**What needs to be done**
Repeat, exactly and alone, every line from the line that contains "# mark a point on each instance of the utility" to the end of the entries.
::: Data to examine :::
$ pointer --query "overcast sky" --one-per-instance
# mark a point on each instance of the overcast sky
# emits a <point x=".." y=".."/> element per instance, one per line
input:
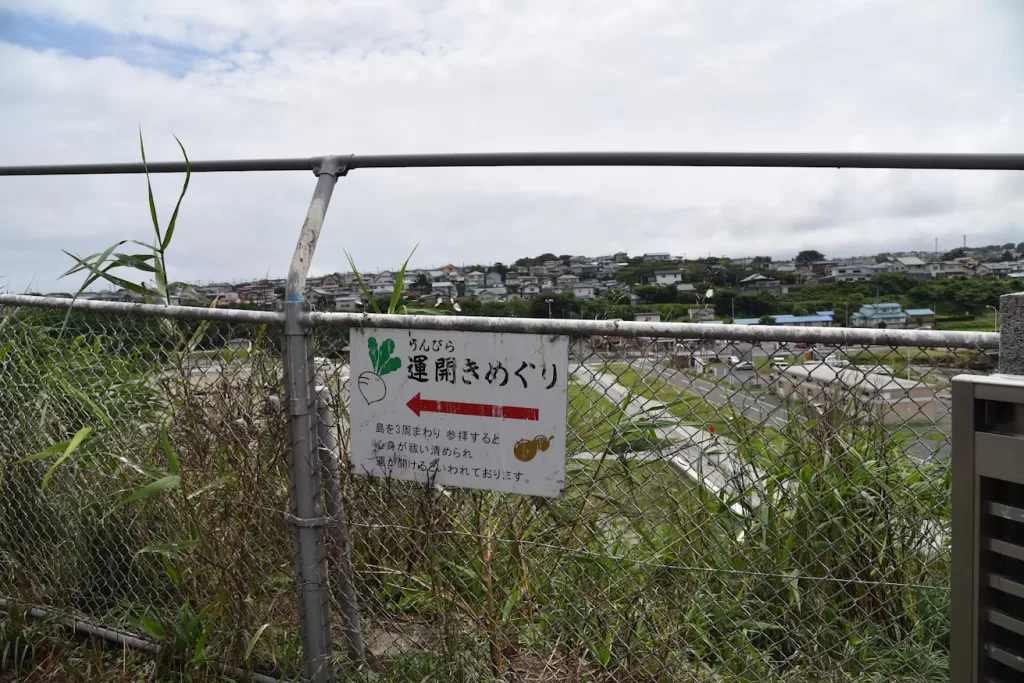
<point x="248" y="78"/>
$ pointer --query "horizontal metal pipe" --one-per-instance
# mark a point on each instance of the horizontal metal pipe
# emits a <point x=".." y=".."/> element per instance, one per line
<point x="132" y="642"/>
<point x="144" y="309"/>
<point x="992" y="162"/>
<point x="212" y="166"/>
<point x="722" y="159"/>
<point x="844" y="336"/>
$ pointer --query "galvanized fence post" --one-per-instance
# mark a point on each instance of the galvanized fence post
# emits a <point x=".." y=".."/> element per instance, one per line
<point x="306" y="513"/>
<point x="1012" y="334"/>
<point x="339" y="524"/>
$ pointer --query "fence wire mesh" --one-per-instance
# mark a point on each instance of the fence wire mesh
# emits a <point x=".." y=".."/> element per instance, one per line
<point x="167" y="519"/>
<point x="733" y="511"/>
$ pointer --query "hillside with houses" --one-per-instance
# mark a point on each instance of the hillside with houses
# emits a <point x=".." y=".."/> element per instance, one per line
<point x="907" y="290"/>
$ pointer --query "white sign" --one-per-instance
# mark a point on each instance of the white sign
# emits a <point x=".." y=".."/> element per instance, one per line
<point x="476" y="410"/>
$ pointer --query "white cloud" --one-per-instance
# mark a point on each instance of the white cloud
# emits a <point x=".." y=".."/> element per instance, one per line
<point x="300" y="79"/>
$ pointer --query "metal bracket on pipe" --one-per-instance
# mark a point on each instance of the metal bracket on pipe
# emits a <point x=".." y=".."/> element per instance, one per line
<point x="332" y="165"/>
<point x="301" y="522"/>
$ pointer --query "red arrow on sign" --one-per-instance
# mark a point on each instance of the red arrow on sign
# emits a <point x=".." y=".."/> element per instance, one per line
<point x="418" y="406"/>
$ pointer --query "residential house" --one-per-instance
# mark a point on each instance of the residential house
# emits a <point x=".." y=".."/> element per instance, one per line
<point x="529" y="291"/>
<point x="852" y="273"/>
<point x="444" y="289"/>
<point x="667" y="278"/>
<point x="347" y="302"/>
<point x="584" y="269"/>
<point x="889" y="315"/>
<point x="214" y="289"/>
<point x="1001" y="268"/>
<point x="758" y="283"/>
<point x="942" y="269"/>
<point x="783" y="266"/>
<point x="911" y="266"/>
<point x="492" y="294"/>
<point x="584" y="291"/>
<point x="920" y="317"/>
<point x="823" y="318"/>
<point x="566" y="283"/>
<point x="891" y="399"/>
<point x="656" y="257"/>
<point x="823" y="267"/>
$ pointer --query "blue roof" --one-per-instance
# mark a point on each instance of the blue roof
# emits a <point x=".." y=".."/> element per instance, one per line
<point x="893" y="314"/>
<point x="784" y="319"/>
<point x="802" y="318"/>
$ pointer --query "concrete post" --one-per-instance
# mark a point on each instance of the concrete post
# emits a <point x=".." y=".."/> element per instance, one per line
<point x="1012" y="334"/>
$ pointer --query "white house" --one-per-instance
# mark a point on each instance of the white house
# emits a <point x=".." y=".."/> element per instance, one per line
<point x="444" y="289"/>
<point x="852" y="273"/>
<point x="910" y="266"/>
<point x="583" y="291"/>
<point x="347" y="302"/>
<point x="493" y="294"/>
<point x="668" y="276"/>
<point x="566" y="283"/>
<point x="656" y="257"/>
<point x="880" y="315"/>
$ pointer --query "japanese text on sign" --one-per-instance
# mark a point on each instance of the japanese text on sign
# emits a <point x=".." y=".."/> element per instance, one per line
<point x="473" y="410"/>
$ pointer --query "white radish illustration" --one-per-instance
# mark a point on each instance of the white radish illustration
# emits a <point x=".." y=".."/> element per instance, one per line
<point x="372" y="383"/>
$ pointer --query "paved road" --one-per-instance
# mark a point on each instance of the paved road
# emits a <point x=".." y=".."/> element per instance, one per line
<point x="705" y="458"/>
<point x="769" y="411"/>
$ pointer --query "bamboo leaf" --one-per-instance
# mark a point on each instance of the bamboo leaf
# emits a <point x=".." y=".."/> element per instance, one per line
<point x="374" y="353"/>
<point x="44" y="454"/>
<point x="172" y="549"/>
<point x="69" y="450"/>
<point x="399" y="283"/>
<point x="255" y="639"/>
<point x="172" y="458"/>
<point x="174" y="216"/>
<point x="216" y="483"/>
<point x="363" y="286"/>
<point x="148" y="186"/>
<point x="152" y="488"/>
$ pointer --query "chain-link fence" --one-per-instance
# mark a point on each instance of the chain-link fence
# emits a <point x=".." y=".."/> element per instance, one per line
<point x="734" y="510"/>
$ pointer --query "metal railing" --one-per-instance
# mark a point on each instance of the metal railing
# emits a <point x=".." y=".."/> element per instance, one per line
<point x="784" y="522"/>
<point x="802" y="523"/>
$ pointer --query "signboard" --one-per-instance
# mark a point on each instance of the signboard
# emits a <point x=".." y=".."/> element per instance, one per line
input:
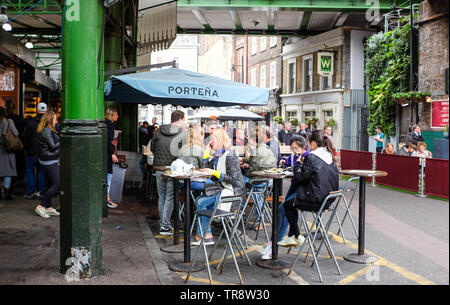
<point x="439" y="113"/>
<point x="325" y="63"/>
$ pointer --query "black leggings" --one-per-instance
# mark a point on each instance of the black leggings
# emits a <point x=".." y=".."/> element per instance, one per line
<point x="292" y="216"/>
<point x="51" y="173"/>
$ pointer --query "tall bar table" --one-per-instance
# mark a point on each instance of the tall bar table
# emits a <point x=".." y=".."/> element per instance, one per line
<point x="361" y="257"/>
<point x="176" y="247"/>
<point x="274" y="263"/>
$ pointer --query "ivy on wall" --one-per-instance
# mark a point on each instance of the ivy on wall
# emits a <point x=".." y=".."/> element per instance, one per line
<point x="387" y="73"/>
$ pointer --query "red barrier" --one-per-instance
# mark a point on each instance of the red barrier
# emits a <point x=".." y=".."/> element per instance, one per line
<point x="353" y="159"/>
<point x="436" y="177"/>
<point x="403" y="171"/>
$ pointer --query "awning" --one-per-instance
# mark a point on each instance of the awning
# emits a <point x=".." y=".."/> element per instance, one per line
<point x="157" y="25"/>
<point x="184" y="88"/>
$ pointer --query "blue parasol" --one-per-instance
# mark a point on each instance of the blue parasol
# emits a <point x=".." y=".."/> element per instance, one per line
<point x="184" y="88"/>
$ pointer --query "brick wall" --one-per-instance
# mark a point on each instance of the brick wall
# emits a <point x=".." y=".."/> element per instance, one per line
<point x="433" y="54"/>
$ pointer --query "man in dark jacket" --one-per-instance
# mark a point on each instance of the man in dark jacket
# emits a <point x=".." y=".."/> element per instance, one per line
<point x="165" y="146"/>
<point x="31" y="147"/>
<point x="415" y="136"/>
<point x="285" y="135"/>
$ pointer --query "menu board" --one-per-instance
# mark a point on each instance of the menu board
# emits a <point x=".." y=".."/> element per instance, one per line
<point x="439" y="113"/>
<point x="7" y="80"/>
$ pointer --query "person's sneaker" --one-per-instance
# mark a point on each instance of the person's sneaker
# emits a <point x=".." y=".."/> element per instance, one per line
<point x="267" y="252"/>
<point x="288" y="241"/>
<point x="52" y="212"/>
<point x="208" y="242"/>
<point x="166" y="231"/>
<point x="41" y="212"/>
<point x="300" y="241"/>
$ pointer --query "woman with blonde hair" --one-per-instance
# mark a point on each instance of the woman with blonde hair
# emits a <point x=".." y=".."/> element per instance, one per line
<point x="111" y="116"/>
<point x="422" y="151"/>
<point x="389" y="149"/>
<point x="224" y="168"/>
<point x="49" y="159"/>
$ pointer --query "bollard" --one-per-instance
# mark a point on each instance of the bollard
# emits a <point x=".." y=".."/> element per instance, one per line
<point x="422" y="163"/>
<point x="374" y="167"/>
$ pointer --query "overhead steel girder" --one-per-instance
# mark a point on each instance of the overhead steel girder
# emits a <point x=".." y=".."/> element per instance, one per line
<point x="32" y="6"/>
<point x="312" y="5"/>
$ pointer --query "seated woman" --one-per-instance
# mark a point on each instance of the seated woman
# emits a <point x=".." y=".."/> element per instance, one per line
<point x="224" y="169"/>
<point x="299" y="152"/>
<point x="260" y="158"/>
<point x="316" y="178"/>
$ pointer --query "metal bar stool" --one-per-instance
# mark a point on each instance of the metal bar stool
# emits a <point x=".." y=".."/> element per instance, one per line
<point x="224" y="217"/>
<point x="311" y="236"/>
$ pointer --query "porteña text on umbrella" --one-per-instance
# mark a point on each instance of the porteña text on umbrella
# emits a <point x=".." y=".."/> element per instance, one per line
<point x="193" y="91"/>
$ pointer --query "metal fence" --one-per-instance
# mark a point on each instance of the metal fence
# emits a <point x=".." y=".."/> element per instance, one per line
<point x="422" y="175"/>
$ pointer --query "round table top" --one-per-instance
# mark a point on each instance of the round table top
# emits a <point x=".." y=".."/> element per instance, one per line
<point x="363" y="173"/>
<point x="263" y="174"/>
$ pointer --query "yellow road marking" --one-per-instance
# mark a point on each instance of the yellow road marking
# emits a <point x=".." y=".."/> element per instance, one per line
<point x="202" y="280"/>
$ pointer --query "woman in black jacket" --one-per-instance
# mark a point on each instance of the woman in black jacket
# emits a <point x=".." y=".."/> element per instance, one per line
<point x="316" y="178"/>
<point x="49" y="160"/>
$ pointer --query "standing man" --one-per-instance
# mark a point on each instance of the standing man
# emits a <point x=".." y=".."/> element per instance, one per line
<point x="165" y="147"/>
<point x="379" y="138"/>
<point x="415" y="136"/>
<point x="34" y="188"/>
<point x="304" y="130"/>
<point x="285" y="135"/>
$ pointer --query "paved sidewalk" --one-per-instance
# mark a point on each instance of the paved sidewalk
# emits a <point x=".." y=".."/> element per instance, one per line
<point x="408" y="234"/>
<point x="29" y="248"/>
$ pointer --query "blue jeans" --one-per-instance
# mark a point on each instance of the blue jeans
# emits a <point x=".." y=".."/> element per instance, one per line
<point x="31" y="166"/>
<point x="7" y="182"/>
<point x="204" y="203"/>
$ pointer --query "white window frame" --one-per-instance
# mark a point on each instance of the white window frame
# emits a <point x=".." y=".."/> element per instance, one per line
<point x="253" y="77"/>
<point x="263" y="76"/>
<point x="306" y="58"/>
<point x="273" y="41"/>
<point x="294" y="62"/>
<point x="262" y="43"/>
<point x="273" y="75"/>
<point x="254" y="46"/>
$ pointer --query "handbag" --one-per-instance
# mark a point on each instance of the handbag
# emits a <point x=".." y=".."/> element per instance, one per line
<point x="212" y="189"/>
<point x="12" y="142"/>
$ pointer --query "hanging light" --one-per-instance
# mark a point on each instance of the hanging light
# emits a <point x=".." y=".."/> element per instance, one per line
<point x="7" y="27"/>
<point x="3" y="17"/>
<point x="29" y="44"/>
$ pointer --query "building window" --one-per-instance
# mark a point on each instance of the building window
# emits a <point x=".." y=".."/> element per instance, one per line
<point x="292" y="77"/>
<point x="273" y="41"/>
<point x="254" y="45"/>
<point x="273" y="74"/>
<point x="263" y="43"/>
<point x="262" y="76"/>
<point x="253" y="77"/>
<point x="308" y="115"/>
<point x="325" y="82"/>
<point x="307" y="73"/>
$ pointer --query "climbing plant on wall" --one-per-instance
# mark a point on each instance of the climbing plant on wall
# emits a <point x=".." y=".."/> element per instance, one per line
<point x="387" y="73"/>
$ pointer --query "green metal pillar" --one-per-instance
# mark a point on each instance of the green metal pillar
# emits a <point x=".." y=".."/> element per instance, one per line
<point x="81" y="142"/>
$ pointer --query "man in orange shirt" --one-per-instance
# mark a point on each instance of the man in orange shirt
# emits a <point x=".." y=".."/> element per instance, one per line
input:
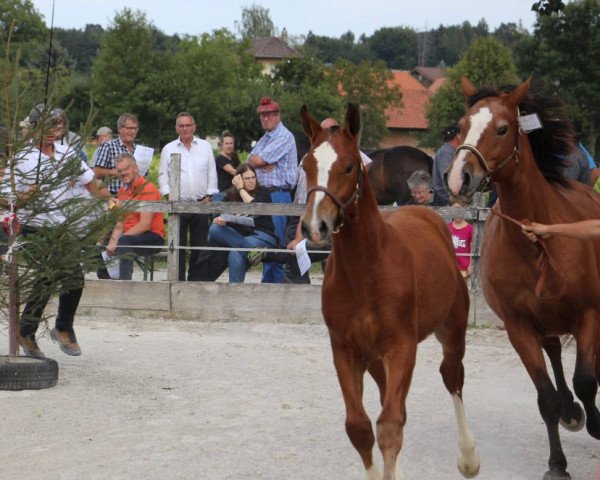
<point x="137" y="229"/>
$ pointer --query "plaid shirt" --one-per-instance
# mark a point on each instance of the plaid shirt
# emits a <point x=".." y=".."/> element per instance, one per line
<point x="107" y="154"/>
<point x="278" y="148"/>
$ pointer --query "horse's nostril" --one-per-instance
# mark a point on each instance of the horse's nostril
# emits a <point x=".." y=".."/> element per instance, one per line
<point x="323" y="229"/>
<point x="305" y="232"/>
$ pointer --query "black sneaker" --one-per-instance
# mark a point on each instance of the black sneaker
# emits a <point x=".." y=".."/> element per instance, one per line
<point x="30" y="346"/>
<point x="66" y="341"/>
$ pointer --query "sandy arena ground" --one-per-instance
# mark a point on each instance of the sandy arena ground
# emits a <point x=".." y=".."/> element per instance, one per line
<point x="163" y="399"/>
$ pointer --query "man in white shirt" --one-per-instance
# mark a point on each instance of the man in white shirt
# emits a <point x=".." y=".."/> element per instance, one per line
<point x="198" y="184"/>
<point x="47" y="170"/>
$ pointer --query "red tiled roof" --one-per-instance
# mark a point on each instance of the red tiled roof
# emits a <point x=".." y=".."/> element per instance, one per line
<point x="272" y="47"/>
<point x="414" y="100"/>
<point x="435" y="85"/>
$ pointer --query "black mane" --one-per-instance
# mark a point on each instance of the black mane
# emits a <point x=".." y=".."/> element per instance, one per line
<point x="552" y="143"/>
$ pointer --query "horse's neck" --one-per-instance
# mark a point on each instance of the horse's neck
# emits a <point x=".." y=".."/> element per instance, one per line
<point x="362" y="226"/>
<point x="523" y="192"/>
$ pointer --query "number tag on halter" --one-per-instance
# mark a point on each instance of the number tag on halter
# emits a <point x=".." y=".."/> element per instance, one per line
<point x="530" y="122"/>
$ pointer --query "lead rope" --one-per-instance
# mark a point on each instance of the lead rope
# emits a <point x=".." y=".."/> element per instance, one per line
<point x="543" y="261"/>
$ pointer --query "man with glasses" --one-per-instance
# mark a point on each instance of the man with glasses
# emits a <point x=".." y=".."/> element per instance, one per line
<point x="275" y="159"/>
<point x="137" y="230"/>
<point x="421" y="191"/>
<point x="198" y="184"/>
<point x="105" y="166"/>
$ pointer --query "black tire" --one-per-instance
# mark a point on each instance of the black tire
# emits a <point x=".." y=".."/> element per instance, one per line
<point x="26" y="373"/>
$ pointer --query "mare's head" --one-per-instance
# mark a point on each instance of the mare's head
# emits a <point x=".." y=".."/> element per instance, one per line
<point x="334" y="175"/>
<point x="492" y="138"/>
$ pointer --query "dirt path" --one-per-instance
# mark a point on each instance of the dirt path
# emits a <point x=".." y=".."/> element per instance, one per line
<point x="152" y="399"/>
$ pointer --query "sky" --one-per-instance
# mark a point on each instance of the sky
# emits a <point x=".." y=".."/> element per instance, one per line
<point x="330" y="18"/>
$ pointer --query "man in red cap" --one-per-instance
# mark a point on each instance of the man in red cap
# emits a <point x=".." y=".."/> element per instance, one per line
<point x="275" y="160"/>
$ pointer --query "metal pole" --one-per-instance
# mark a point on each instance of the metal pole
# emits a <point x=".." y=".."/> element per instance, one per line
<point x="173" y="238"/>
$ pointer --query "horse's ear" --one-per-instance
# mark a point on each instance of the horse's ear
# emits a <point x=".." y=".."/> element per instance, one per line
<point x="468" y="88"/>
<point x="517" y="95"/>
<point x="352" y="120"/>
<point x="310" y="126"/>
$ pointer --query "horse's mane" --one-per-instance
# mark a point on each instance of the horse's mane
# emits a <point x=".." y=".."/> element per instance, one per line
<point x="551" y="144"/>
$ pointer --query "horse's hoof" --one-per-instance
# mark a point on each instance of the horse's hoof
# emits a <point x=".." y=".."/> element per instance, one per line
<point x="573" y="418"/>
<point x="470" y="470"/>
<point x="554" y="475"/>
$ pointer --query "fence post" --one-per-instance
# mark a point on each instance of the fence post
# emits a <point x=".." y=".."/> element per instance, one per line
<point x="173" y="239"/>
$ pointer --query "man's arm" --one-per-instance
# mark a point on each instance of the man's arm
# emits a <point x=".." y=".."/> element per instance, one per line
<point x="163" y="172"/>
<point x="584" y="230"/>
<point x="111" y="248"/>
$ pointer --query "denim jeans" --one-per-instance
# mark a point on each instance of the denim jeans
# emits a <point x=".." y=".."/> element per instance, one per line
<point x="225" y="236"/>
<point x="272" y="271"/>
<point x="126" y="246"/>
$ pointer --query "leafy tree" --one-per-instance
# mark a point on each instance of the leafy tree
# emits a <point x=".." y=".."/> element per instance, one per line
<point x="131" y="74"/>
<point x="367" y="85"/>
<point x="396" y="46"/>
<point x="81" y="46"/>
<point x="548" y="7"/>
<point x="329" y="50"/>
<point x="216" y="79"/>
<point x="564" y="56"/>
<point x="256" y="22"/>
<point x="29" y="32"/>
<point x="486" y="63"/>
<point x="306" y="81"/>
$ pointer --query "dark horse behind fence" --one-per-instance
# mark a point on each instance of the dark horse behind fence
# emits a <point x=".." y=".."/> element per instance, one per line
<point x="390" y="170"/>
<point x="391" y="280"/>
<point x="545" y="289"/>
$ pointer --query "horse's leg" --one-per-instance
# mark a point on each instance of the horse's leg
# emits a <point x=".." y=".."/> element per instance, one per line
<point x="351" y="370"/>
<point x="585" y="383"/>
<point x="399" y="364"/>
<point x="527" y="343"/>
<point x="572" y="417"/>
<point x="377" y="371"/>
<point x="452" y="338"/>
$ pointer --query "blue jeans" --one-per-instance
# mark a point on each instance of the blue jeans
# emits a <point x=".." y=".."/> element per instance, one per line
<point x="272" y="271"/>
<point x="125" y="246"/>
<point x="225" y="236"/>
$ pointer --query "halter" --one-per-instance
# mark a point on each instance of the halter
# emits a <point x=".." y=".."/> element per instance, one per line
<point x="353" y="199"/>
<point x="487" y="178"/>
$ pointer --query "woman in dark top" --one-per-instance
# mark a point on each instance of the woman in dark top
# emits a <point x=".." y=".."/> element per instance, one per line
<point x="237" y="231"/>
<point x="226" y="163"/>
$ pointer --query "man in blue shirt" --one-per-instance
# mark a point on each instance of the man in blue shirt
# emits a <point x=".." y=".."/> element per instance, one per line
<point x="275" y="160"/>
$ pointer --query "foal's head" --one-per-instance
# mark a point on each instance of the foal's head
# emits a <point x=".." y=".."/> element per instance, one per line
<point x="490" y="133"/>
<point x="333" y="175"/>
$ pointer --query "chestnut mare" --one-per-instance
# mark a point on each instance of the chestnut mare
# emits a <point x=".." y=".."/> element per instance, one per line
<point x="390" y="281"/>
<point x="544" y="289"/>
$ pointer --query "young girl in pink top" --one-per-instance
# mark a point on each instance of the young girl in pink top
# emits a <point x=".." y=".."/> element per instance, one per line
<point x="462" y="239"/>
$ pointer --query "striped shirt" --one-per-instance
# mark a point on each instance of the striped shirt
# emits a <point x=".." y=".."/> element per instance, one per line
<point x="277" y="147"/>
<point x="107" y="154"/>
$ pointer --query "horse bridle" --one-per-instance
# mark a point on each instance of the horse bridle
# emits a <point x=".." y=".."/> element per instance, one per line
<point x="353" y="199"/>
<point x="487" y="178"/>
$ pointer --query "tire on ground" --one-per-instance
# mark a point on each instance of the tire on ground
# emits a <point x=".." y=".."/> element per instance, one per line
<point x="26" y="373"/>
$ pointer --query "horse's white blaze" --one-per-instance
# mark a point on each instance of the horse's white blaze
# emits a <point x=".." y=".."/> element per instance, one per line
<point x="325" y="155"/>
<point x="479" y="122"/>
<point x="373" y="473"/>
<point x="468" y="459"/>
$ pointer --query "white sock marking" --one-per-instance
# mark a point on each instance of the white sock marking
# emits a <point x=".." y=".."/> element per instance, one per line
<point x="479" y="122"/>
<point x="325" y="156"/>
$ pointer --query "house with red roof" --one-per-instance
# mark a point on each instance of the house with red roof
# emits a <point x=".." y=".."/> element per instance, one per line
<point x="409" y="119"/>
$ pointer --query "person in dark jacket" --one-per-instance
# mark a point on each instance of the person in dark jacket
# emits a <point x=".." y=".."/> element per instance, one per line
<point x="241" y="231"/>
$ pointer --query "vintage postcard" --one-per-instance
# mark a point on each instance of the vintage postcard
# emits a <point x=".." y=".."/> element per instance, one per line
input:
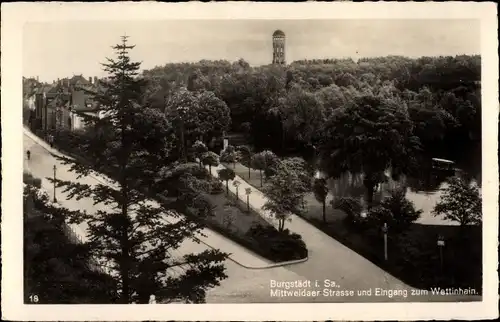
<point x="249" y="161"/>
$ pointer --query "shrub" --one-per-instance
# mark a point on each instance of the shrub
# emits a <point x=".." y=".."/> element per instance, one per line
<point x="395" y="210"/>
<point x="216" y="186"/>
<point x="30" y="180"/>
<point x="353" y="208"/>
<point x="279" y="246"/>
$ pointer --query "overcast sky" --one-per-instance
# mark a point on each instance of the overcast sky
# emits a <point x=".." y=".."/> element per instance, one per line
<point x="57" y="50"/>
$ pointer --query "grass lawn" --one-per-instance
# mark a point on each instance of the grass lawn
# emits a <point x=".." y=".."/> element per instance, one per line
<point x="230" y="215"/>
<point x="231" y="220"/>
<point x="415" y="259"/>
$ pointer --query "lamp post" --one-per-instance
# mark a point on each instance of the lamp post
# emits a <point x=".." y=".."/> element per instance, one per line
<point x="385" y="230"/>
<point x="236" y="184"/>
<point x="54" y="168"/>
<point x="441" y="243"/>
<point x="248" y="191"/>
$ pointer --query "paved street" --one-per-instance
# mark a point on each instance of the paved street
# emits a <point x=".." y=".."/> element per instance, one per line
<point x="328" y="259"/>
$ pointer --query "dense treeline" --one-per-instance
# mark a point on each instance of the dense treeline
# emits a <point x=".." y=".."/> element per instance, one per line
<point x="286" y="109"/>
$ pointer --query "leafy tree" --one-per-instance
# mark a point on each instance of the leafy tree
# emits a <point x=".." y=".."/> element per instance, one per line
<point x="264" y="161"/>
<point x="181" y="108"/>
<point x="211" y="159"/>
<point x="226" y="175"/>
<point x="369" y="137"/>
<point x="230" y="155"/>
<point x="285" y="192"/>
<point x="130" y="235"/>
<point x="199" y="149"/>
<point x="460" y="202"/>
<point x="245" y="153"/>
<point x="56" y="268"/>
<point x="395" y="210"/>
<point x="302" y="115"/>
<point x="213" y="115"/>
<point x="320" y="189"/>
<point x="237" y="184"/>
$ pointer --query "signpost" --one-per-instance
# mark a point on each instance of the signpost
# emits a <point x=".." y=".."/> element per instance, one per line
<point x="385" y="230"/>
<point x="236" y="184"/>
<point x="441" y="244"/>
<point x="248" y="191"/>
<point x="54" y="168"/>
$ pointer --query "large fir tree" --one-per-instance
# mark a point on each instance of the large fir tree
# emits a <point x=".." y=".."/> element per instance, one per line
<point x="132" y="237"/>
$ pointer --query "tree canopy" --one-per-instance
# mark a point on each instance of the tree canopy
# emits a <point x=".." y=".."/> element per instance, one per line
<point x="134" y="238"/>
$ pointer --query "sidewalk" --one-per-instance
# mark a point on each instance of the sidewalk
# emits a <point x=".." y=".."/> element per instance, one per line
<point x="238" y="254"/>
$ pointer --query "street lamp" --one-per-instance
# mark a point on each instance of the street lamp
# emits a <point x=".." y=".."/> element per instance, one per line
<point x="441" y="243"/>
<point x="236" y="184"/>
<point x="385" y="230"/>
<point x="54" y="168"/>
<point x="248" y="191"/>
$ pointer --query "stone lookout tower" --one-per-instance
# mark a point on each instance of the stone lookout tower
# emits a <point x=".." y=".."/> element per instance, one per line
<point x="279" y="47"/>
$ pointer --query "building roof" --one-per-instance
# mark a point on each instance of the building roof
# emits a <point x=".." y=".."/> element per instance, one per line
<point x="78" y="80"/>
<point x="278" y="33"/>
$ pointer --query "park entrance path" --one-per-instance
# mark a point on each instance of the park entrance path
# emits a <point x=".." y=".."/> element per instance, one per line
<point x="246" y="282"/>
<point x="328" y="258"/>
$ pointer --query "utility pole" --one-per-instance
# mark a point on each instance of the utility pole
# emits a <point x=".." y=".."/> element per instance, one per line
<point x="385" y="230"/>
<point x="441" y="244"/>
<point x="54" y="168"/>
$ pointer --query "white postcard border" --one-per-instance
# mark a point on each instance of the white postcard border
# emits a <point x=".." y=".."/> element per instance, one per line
:::
**Solution to this task**
# mark a point on each instance of the utility pole
# emits a <point x=".." y=".."/> element per instance, one per line
<point x="385" y="230"/>
<point x="441" y="244"/>
<point x="54" y="168"/>
$ pointer --query "white postcard border" --one-per-instance
# mark a point on each instance of the white postcard border
# emits a <point x=".." y=".."/> element per instance, one per line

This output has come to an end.